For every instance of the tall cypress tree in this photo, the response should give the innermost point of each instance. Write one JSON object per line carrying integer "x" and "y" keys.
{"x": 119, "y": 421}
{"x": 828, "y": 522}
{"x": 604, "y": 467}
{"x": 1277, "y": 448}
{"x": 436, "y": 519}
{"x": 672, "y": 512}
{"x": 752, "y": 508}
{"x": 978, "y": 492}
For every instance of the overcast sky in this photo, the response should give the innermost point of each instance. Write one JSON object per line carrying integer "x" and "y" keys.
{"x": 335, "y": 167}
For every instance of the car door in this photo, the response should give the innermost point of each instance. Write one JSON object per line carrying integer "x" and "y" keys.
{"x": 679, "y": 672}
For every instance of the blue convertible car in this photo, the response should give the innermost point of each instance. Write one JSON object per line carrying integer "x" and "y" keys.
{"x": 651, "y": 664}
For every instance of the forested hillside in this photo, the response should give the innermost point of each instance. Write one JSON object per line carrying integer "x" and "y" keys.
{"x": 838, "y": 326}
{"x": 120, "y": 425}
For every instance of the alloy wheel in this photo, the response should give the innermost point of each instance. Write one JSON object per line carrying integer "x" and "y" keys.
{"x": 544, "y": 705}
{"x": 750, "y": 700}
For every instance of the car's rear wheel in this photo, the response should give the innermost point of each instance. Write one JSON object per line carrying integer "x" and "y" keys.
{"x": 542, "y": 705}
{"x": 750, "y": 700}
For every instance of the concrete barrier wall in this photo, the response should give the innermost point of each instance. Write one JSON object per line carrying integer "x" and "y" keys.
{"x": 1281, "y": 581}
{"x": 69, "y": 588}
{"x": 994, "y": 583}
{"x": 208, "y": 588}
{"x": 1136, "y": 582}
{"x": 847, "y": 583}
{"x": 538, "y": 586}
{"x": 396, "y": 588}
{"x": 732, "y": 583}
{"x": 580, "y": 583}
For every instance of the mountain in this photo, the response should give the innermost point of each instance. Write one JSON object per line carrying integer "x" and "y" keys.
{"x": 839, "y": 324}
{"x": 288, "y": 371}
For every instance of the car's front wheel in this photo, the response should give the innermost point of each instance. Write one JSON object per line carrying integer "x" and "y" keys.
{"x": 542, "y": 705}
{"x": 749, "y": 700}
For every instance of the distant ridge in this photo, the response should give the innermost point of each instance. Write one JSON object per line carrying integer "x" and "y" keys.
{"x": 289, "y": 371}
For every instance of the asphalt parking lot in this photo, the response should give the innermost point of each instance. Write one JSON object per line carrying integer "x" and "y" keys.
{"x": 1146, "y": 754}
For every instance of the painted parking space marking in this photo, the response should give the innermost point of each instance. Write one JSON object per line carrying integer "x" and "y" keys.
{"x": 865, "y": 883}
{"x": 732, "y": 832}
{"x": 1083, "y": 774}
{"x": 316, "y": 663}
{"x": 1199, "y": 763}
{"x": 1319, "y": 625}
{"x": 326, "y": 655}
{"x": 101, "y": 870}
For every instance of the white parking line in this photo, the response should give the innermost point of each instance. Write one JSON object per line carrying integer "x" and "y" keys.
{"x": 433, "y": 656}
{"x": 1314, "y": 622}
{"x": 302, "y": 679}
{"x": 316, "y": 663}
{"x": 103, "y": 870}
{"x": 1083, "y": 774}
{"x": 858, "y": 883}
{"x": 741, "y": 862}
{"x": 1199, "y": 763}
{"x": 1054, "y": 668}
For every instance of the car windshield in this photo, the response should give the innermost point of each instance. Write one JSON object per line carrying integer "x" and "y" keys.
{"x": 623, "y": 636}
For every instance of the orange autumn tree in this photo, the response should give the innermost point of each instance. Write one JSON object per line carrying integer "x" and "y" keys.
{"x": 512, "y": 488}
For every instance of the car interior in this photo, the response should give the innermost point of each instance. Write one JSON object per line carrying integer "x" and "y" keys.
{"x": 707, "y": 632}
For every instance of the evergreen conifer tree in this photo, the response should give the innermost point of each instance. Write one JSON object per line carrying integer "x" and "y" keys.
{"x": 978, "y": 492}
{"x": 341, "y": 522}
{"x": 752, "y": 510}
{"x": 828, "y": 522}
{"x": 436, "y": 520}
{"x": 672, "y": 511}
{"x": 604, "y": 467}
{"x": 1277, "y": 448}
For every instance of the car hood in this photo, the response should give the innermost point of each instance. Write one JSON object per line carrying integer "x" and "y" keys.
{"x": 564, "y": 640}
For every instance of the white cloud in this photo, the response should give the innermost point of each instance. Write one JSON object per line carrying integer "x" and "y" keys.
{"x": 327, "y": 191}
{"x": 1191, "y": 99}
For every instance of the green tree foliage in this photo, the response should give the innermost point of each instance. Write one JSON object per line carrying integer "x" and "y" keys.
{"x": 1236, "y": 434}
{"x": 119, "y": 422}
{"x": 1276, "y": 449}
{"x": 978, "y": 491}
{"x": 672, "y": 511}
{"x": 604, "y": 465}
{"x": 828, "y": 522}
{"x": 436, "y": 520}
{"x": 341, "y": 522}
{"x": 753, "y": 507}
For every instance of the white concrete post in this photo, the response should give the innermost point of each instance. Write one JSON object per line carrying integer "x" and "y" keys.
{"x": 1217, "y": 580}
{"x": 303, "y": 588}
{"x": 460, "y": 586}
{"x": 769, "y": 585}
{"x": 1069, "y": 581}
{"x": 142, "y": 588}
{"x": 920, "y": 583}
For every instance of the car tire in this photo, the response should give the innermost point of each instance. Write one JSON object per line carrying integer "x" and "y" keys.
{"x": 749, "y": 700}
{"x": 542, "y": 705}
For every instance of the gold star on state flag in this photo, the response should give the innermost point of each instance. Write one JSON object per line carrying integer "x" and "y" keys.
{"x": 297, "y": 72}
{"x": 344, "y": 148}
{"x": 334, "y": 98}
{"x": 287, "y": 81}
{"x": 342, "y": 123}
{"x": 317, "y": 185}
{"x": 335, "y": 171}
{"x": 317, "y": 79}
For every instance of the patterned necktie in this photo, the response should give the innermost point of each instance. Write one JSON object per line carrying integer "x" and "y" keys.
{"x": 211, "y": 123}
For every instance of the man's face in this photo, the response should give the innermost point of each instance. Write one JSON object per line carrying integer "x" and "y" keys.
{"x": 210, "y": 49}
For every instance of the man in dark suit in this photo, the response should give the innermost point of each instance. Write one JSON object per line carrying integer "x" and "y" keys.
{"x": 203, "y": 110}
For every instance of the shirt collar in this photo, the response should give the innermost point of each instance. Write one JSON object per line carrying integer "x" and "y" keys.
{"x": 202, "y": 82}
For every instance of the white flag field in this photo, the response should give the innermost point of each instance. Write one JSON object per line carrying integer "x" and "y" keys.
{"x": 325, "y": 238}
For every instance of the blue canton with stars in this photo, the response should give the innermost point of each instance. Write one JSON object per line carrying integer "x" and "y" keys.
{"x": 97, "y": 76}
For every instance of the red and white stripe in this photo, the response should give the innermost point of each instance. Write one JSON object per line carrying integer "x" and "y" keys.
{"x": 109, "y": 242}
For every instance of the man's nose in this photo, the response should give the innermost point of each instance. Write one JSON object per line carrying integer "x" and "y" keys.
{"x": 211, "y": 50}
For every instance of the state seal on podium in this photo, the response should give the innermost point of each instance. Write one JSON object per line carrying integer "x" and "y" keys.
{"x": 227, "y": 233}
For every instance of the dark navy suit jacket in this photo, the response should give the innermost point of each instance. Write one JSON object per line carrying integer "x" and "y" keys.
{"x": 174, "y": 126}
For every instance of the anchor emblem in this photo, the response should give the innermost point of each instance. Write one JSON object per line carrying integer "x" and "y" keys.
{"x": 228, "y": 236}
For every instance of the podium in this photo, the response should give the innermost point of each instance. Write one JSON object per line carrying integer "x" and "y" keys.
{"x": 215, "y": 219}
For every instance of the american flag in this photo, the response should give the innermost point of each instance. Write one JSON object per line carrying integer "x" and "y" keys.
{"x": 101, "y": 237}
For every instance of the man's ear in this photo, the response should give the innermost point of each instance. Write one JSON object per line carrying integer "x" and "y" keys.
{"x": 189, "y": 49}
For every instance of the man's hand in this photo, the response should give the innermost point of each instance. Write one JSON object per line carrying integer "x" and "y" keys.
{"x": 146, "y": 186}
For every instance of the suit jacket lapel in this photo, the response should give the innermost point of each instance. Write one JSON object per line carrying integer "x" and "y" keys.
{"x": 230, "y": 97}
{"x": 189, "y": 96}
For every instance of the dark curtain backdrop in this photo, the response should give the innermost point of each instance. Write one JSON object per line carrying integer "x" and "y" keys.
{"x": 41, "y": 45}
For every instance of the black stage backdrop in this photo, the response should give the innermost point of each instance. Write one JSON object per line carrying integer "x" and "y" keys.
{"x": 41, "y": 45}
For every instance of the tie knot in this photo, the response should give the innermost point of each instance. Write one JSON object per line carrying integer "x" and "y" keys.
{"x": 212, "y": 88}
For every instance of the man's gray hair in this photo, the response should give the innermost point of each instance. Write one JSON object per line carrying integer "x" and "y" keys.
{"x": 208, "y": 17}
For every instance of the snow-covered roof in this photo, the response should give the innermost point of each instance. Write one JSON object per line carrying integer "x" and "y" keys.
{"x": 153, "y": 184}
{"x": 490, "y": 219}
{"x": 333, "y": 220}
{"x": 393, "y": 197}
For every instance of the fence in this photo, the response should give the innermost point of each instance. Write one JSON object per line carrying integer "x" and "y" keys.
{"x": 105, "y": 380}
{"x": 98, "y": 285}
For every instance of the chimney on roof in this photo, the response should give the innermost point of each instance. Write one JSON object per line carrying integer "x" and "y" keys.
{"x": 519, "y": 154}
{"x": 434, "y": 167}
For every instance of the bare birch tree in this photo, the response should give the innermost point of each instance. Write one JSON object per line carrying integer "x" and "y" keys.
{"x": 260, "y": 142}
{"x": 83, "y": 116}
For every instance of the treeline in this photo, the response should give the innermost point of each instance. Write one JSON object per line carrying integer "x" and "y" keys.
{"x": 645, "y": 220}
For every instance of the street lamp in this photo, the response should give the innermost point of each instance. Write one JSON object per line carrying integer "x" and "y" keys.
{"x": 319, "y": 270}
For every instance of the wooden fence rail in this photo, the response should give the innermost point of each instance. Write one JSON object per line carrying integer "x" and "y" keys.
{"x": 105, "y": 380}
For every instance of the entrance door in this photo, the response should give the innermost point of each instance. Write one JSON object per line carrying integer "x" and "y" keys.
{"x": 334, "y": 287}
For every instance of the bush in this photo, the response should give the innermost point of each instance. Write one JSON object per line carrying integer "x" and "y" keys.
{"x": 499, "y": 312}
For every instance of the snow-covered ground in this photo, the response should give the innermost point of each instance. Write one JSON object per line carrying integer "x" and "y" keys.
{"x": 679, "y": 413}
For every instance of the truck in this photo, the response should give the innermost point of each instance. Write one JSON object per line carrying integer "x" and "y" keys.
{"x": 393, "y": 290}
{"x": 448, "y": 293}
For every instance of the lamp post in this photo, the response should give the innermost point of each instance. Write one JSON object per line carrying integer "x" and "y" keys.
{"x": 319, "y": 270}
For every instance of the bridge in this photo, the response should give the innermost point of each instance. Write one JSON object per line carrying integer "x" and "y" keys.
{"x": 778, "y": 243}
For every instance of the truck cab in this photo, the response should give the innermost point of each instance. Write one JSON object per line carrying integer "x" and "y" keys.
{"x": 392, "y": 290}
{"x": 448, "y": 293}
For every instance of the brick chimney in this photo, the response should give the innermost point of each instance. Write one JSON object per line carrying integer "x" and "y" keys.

****************************************

### Exercise aim
Reproduce the part of the listing from the line containing "For every instance of the bridge" through the end of the listing, requests included, shifting every x and y coordinate in the answers by -106.

### Result for this task
For every instance of the bridge in this photo, the response should give the innermost point of each instance. Write one JSON object per line carrying integer "x" and "y" keys.
{"x": 672, "y": 137}
For every instance of the truck cab in this photo, the response should give the innermost point of each instance. Write one JSON object per line carrying integer "x" and "y" keys.
{"x": 286, "y": 184}
{"x": 342, "y": 187}
For every instance of the brick chimney in this photo, the response should give the innermost point of each instance. Write one JSON object per line carrying integer "x" and "y" keys.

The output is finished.